((

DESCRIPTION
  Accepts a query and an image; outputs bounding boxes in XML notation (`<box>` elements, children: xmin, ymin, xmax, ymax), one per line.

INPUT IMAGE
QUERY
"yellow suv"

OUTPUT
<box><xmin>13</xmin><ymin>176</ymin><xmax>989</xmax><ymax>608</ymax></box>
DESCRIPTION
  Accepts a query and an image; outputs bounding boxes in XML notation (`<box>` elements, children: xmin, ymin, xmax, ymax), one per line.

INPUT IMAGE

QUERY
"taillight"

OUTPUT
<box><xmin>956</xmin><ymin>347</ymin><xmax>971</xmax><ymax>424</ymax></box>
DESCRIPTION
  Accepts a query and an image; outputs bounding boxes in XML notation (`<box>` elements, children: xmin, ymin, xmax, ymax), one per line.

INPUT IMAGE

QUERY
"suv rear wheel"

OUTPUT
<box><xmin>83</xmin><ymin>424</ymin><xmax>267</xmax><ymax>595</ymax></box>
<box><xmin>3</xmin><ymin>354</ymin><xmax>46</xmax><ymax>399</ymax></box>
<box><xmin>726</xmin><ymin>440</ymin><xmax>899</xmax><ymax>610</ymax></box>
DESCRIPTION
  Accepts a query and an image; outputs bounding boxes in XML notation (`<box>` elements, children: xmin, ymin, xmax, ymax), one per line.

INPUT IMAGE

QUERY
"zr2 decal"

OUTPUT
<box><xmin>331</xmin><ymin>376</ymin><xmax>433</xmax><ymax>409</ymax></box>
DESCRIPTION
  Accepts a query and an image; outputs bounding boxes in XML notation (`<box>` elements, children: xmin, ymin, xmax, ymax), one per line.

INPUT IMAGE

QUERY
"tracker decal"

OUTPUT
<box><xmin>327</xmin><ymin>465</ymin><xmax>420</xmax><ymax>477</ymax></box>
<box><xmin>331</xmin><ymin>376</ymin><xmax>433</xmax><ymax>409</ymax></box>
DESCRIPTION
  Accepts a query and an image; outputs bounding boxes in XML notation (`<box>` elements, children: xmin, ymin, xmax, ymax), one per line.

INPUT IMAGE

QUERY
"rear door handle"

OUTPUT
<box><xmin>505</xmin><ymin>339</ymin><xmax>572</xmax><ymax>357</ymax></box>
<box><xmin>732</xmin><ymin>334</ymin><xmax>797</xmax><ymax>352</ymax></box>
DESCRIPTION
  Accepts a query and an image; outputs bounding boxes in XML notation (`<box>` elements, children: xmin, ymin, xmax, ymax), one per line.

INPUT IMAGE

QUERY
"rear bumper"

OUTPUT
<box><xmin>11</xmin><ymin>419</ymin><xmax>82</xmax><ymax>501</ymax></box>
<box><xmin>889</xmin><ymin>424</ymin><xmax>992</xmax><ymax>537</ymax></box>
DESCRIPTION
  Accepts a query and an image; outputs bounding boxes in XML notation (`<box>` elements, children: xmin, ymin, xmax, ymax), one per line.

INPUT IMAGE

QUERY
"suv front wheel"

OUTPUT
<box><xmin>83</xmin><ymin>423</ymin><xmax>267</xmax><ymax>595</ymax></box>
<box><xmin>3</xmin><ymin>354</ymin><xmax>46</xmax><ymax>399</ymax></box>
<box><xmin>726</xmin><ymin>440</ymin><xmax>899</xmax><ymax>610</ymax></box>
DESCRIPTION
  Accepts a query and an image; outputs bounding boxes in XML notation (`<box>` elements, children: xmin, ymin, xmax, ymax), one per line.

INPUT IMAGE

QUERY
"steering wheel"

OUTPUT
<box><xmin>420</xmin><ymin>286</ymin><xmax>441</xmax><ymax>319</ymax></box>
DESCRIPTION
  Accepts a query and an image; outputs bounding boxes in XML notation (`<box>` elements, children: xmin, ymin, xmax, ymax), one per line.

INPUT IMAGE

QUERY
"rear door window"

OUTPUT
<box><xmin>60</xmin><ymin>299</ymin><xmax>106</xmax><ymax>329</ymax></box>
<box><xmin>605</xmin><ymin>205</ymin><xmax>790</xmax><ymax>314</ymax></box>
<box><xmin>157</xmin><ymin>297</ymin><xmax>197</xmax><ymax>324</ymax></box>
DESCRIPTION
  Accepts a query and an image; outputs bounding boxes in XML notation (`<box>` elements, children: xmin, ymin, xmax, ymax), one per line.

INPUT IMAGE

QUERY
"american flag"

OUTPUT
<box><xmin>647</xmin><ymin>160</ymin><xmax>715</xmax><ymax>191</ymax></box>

))

GOAL -> Report each line of the records above that contains the string "rear", treating uppercase and lowercase letters as different.

THE COMPLETED TASK ->
"suv rear wheel"
"rear door handle"
"rear bumper"
"rear door window"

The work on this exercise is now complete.